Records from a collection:
——

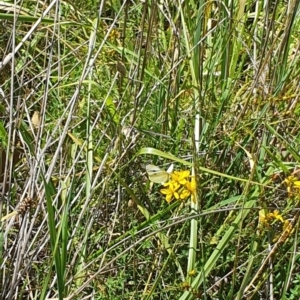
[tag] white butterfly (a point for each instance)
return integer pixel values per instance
(157, 175)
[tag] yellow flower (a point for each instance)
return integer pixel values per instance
(184, 194)
(180, 176)
(171, 190)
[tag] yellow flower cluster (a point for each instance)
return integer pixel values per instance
(293, 185)
(180, 187)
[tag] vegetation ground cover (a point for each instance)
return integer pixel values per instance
(93, 95)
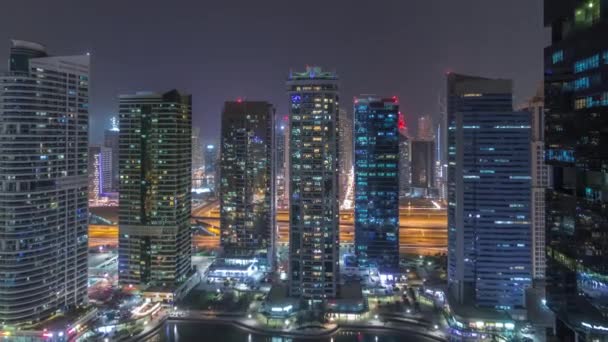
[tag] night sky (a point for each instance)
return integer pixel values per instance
(224, 49)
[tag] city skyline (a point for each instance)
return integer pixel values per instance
(214, 69)
(440, 190)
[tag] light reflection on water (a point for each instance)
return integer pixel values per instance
(186, 332)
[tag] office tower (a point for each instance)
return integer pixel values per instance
(100, 171)
(404, 166)
(422, 154)
(281, 129)
(155, 180)
(535, 106)
(345, 159)
(197, 149)
(197, 160)
(576, 142)
(377, 185)
(111, 141)
(425, 128)
(404, 157)
(489, 252)
(43, 183)
(313, 211)
(247, 196)
(211, 159)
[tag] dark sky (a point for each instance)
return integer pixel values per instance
(224, 49)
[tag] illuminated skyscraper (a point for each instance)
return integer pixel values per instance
(100, 171)
(540, 182)
(247, 196)
(489, 191)
(211, 159)
(197, 149)
(281, 164)
(345, 159)
(313, 212)
(44, 121)
(197, 159)
(576, 142)
(422, 153)
(405, 170)
(111, 142)
(377, 184)
(155, 182)
(404, 157)
(425, 128)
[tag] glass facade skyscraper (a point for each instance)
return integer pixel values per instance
(489, 191)
(576, 143)
(100, 171)
(44, 120)
(247, 184)
(110, 140)
(313, 208)
(377, 184)
(422, 166)
(155, 182)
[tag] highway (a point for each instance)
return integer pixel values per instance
(423, 230)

——

**Written task**
Please rewrite the records from the line containing "[tag] light reflection" through the end, replacing "skyscraper" with "high-rise" and leaving everything else unchanged.

**Result of the exercise**
[tag] light reflection on water (a point for each instance)
return integer pixel values per instance
(186, 332)
[tag] office tower (a point for each instance)
return integer pixel values per instance
(100, 171)
(404, 166)
(422, 154)
(281, 129)
(155, 180)
(535, 106)
(345, 159)
(197, 149)
(197, 160)
(576, 142)
(377, 185)
(111, 141)
(425, 128)
(404, 157)
(489, 252)
(43, 183)
(313, 211)
(247, 196)
(211, 159)
[tag] dark sky (a point for each instance)
return integer pixel values per instance
(224, 49)
[tag] illuminated high-rise (a point for each instance)
return integer pixel values per instance
(100, 171)
(540, 182)
(247, 196)
(489, 191)
(211, 159)
(197, 149)
(281, 164)
(345, 159)
(313, 212)
(44, 121)
(197, 159)
(576, 142)
(422, 153)
(405, 170)
(111, 142)
(377, 184)
(155, 182)
(404, 157)
(425, 128)
[tag] glass facade high-rise (a point for each instance)
return integer pixel values per instance
(489, 191)
(576, 143)
(100, 171)
(44, 120)
(247, 184)
(110, 140)
(313, 208)
(377, 184)
(422, 166)
(155, 182)
[tag] highway (a point for each instance)
return integer pixel values per instance
(423, 230)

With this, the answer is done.